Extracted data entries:
"""
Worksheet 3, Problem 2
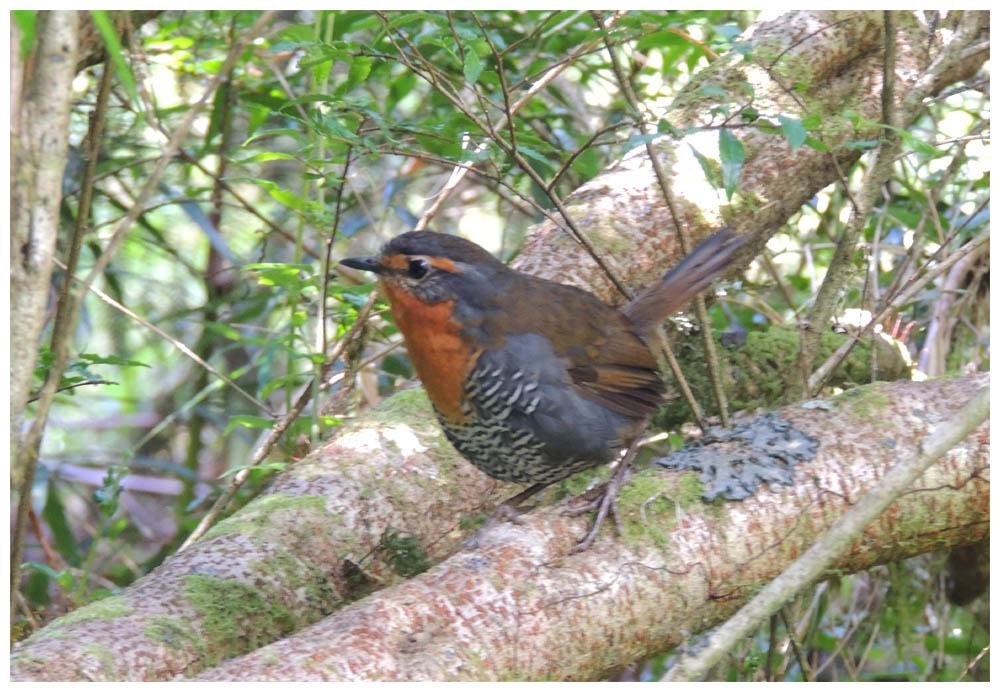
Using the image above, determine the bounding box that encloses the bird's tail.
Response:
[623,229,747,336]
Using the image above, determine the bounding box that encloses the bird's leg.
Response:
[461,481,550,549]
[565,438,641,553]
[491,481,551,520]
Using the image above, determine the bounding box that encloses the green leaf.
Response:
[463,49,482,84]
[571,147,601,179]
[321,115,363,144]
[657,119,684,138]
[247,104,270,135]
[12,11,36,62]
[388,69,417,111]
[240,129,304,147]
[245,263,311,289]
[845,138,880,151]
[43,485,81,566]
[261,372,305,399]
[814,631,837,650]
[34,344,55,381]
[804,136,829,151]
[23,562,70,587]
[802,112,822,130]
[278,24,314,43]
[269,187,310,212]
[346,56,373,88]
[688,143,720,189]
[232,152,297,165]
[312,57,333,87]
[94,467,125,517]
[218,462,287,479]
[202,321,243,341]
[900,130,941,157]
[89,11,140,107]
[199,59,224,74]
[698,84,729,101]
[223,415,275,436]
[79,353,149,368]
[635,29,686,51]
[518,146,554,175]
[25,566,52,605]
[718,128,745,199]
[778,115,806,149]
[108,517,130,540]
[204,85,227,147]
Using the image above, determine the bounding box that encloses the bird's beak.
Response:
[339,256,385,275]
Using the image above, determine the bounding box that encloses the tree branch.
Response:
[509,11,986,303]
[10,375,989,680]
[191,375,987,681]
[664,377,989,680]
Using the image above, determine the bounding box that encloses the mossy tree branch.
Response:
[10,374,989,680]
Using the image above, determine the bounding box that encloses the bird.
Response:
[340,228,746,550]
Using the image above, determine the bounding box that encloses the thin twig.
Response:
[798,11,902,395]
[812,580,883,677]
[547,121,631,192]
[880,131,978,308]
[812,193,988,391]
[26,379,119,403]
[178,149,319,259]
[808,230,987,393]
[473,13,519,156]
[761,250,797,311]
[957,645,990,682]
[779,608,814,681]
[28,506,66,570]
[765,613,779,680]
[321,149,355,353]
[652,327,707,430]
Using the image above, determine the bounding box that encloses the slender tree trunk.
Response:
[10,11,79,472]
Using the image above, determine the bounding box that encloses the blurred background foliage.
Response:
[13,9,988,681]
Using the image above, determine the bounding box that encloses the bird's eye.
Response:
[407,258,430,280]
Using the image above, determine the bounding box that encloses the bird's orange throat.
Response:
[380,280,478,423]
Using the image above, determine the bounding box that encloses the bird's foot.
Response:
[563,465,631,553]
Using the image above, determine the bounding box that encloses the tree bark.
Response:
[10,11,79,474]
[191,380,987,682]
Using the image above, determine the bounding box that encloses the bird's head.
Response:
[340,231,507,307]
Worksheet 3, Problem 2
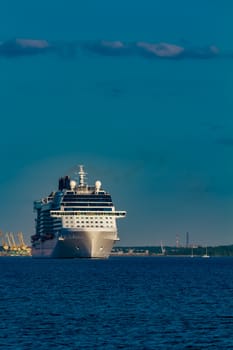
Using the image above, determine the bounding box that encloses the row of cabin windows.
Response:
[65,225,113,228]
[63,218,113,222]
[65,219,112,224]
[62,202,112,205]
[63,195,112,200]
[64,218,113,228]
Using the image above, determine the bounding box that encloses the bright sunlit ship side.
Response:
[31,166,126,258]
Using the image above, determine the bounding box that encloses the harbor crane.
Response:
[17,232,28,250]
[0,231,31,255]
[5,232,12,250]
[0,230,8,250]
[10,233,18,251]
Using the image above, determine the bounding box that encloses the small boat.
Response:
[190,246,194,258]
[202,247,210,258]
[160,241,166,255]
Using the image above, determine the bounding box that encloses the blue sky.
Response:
"""
- **What you should do**
Reproduce every line from the entries that holds the word "branch".

- **Solution**
Using the image above, determine the bounding box that encloses the tree branch.
Using the image above, determine the bounding box that encloses the mossy tree branch.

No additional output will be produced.